__DATA FOR THIS EXERCISE__

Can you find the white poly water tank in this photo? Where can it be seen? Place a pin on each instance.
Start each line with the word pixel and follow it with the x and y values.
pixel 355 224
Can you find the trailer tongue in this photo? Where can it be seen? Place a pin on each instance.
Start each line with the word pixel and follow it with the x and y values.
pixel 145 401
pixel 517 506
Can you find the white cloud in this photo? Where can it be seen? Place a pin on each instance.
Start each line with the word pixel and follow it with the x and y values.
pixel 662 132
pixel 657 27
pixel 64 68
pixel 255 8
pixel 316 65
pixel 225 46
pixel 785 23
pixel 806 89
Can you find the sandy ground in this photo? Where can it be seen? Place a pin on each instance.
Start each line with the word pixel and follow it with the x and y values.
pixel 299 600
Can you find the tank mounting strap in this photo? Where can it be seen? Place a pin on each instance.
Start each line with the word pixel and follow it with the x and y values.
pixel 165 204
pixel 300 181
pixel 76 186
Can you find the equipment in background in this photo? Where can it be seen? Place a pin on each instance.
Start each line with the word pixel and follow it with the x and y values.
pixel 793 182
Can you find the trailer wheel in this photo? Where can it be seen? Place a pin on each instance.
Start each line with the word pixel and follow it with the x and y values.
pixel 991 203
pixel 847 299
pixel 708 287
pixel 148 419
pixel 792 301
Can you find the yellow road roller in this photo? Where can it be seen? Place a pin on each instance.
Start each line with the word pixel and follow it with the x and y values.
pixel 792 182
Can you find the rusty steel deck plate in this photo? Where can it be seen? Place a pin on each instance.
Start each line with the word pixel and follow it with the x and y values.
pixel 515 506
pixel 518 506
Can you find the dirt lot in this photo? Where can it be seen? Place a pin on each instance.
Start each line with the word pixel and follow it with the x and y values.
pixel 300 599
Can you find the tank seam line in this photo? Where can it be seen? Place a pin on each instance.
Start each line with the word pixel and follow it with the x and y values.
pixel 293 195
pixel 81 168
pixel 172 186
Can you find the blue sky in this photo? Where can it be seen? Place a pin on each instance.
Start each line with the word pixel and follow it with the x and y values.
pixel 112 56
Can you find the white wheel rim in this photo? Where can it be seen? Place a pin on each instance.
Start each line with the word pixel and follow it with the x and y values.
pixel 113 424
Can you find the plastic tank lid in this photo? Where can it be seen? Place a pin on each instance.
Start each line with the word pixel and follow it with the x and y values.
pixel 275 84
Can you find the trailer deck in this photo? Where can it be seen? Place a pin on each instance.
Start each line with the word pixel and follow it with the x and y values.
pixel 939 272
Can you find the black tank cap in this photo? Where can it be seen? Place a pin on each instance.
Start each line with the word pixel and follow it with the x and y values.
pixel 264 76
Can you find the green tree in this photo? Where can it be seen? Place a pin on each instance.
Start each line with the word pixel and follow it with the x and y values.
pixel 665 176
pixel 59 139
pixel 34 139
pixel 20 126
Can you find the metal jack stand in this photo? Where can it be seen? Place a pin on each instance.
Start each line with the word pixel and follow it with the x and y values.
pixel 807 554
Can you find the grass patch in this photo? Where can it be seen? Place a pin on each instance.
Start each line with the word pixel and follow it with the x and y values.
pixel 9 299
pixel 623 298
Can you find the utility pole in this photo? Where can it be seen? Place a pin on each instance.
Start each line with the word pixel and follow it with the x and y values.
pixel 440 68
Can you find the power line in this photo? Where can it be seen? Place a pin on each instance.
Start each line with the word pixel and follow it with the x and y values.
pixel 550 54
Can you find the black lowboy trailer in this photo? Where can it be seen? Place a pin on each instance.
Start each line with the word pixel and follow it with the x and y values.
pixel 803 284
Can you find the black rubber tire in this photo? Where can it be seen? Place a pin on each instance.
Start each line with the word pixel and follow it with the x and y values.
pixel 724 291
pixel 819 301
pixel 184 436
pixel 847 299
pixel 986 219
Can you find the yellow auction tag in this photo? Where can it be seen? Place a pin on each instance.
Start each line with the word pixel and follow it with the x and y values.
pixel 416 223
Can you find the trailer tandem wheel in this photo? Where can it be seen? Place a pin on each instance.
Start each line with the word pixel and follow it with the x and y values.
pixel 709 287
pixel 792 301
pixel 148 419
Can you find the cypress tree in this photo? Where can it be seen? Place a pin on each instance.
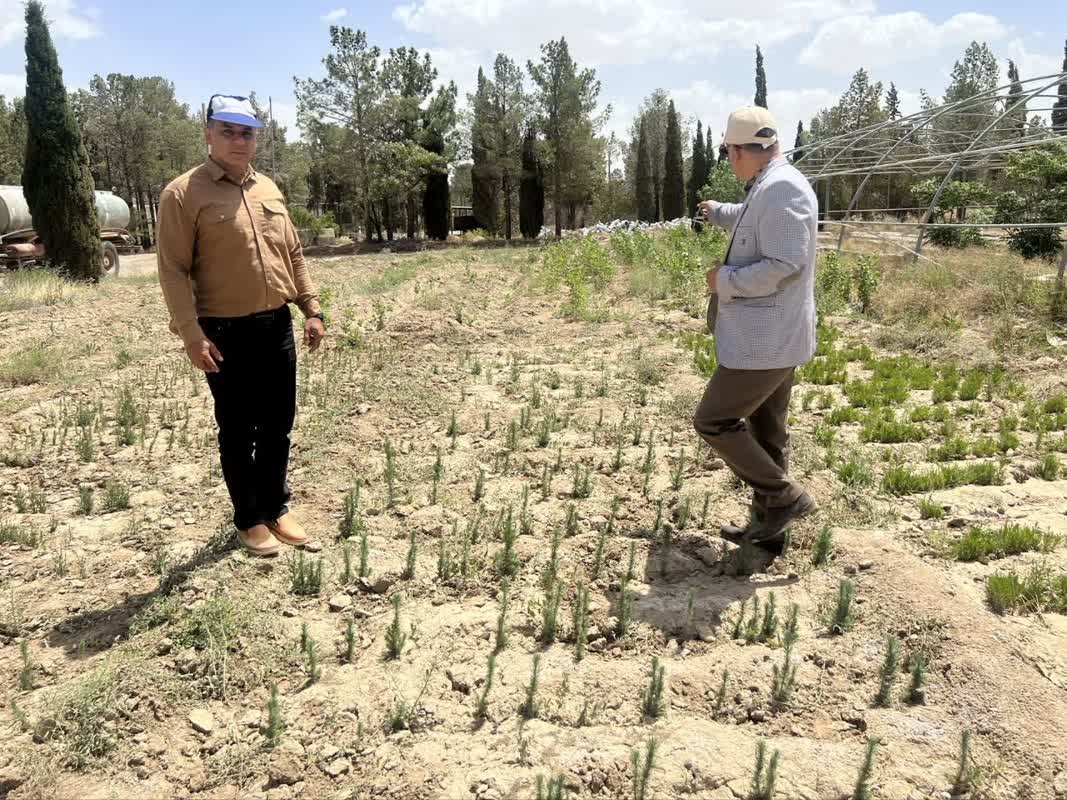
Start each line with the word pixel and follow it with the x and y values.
pixel 642 181
pixel 712 156
pixel 798 143
pixel 1016 102
pixel 435 204
pixel 1060 108
pixel 892 102
pixel 673 204
pixel 698 173
pixel 530 189
pixel 483 179
pixel 57 180
pixel 761 79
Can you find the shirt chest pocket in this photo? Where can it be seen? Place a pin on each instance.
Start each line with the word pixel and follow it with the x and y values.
pixel 744 242
pixel 274 218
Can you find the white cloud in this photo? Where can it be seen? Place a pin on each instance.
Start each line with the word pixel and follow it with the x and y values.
pixel 64 18
pixel 12 85
pixel 893 38
pixel 619 31
pixel 335 15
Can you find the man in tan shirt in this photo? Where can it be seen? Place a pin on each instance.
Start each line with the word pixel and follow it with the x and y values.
pixel 229 265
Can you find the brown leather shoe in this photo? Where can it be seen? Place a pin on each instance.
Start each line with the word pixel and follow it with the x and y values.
pixel 258 541
pixel 287 529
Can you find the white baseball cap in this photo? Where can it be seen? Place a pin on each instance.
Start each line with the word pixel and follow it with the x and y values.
pixel 751 125
pixel 233 109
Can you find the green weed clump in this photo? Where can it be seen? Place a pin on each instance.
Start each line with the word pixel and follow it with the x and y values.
pixel 904 480
pixel 653 703
pixel 1039 590
pixel 980 544
pixel 305 575
pixel 579 265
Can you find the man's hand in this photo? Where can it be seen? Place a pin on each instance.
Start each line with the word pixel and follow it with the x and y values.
pixel 204 354
pixel 705 209
pixel 314 331
pixel 711 278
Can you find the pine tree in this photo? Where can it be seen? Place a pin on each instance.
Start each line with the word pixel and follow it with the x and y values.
pixel 698 172
pixel 673 204
pixel 798 143
pixel 712 155
pixel 435 204
pixel 646 200
pixel 761 79
pixel 1017 114
pixel 893 102
pixel 530 189
pixel 484 182
pixel 57 180
pixel 1060 108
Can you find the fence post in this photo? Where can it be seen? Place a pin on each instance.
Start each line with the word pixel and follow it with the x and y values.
pixel 1057 292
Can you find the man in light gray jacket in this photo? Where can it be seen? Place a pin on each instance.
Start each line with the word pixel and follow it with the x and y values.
pixel 762 310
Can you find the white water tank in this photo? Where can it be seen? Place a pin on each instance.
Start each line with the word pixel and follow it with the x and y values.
pixel 111 210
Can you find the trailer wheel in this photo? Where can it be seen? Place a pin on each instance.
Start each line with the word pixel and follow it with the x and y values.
pixel 110 259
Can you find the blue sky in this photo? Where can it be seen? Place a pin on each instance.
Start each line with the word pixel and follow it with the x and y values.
pixel 700 50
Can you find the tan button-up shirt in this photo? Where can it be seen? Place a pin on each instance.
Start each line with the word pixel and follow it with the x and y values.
pixel 227 250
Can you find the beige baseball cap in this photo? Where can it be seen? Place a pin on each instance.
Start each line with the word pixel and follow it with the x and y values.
pixel 751 125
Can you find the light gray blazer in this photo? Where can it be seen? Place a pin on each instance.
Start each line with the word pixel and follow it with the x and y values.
pixel 766 288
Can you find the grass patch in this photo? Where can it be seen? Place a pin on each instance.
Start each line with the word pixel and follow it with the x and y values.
pixel 904 480
pixel 35 288
pixel 982 544
pixel 1038 590
pixel 35 364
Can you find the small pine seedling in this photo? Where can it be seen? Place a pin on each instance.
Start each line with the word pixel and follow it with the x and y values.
pixel 389 474
pixel 580 620
pixel 502 619
pixel 792 627
pixel 439 473
pixel 642 768
pixel 551 789
pixel 769 627
pixel 824 547
pixel 482 710
pixel 720 697
pixel 350 641
pixel 630 562
pixel 529 707
pixel 653 704
pixel 26 674
pixel 275 725
pixel 305 575
pixel 887 674
pixel 966 771
pixel 550 612
pixel 479 484
pixel 862 790
pixel 783 678
pixel 765 773
pixel 678 473
pixel 395 638
pixel 917 688
pixel 625 611
pixel 409 570
pixel 844 616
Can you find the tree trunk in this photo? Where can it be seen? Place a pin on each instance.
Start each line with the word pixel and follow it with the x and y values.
pixel 507 204
pixel 412 216
pixel 557 208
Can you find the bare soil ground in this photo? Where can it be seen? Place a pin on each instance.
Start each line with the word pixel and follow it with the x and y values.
pixel 153 642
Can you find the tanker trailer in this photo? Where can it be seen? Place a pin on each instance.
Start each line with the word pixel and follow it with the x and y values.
pixel 20 245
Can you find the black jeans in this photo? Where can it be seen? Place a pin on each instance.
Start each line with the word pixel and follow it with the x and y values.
pixel 255 404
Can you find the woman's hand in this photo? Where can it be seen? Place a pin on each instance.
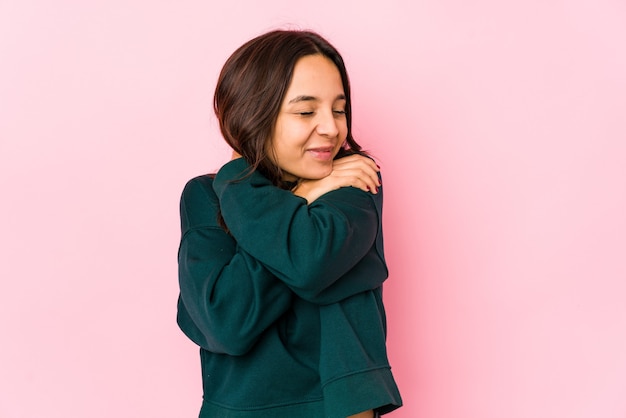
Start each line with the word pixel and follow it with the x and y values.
pixel 355 171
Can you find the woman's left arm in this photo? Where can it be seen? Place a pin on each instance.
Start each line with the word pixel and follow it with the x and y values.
pixel 309 247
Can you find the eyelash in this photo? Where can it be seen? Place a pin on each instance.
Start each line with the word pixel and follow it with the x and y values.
pixel 336 112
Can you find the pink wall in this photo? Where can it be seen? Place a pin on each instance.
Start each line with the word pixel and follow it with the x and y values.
pixel 501 130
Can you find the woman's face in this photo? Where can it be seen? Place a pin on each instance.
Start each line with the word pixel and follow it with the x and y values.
pixel 311 125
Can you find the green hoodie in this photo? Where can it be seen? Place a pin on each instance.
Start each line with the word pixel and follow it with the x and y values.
pixel 288 309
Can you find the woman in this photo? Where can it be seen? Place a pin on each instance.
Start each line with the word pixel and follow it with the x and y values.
pixel 281 259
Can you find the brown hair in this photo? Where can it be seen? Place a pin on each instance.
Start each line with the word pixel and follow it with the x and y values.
pixel 251 88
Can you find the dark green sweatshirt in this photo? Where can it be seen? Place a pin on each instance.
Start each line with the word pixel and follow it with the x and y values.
pixel 288 310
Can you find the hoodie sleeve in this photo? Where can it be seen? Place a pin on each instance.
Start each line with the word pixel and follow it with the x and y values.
pixel 227 298
pixel 309 247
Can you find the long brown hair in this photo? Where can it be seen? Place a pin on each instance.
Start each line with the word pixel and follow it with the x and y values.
pixel 251 88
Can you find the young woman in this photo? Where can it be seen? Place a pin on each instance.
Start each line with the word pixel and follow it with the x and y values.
pixel 281 259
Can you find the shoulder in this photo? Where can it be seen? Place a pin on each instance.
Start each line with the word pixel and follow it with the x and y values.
pixel 199 187
pixel 198 203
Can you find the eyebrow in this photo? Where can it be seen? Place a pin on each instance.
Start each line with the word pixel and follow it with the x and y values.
pixel 304 98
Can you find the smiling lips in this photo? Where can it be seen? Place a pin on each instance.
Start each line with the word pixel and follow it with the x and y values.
pixel 322 153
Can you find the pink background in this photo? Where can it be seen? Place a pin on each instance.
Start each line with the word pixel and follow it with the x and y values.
pixel 501 130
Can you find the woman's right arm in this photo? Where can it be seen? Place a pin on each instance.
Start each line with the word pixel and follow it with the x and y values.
pixel 227 298
pixel 307 246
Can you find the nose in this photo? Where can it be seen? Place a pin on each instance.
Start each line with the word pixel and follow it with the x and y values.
pixel 327 124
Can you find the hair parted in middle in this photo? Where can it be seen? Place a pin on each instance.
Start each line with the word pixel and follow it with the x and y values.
pixel 251 88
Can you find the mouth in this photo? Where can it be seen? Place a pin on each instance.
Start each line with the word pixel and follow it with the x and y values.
pixel 321 153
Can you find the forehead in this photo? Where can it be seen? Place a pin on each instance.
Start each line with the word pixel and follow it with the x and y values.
pixel 315 73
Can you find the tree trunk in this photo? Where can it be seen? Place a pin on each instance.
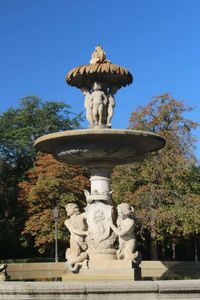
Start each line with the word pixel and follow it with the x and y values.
pixel 153 249
pixel 196 250
pixel 173 251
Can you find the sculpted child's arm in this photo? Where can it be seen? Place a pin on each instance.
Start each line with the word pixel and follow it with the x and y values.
pixel 74 230
pixel 126 228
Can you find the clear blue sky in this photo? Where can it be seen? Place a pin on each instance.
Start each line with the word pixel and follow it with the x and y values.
pixel 157 40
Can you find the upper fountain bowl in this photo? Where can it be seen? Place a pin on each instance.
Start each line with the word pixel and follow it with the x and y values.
pixel 92 146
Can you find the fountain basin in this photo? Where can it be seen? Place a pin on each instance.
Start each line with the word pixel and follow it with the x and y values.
pixel 87 146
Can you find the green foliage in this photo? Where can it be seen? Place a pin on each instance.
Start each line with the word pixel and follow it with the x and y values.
pixel 19 127
pixel 161 187
pixel 50 184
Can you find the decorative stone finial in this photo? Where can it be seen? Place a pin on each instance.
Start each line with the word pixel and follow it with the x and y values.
pixel 98 56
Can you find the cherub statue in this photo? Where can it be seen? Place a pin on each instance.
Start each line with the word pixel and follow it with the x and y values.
pixel 76 224
pixel 88 106
pixel 111 104
pixel 125 231
pixel 3 273
pixel 99 101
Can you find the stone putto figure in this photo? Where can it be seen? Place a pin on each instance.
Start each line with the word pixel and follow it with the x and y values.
pixel 126 234
pixel 3 273
pixel 111 104
pixel 77 226
pixel 99 104
pixel 88 104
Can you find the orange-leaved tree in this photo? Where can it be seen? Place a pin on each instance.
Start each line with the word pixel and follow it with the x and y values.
pixel 50 184
pixel 156 186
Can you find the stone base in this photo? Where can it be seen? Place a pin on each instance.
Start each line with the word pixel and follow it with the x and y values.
pixel 105 270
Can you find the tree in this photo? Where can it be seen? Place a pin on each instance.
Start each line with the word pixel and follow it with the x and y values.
pixel 19 127
pixel 158 183
pixel 50 183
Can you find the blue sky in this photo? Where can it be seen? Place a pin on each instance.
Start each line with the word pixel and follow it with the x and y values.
pixel 157 40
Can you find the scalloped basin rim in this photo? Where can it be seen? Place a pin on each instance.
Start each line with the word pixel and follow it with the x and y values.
pixel 88 146
pixel 93 132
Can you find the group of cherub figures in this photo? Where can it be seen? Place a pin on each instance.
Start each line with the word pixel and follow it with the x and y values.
pixel 99 104
pixel 76 223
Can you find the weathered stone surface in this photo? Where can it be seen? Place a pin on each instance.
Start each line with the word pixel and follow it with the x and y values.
pixel 101 290
pixel 89 146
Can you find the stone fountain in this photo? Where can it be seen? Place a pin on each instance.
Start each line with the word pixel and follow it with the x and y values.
pixel 94 233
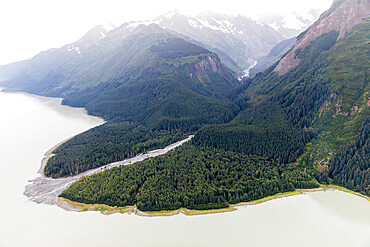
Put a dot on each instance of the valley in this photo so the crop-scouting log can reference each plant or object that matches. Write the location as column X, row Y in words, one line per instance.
column 297, row 124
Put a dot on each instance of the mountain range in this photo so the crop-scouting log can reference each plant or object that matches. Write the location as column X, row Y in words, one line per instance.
column 302, row 120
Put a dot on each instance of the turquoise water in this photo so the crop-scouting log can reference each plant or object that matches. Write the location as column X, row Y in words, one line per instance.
column 31, row 125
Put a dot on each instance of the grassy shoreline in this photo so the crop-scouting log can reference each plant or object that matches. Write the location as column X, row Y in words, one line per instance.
column 50, row 154
column 107, row 210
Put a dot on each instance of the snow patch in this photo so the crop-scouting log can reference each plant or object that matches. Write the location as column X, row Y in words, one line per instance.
column 102, row 35
column 109, row 27
column 195, row 24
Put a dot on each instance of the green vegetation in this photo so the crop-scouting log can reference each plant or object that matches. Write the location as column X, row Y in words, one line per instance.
column 105, row 144
column 350, row 167
column 190, row 177
column 263, row 131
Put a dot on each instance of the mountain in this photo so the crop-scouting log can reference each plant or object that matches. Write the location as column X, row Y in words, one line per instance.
column 291, row 24
column 310, row 104
column 147, row 75
column 238, row 40
column 263, row 63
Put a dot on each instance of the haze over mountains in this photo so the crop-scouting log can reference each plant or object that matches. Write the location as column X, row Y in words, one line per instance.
column 176, row 75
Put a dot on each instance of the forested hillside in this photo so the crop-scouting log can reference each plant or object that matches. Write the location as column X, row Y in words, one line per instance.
column 105, row 144
column 190, row 177
column 350, row 167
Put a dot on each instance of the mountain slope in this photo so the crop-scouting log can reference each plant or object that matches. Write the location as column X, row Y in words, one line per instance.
column 324, row 97
column 238, row 40
column 140, row 76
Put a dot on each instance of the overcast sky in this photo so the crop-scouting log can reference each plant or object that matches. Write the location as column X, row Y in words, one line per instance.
column 30, row 26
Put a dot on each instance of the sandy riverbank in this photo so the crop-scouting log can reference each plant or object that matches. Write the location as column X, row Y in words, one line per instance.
column 107, row 210
column 46, row 190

__WHAT YOU SHOULD DO__
Using the material above, copy every line in which the string "hoodie" occurs.

__RESPONSE__
Can you find the green hoodie in this photo? Where can it be seen? Place a pin on each instance.
Can you find the hoodie sleeve in this photo? Where can it be seen? Place a pin on each instance.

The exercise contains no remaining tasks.